Work order:
Copy every line of the data exactly, keeping out any picture.
>>>>
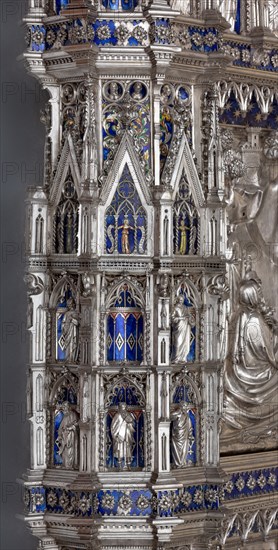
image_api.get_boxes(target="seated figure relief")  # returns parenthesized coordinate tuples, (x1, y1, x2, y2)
(222, 266, 278, 444)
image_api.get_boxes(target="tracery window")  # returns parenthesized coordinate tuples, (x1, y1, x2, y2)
(107, 283, 144, 363)
(173, 173, 199, 255)
(53, 176, 79, 254)
(105, 164, 147, 255)
(35, 214, 44, 253)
<<<<
Response to the task:
image_api.get_boxes(target="seated figure relief")  # returns parenthesized coordinate tuples, (x1, y1, x2, y2)
(222, 266, 278, 444)
image_api.get_boxes(target="tracery window")  # returns parenthesized coordinate tuples, (x1, y1, x2, y2)
(107, 283, 144, 363)
(173, 173, 199, 255)
(53, 176, 79, 254)
(105, 164, 147, 255)
(35, 214, 44, 253)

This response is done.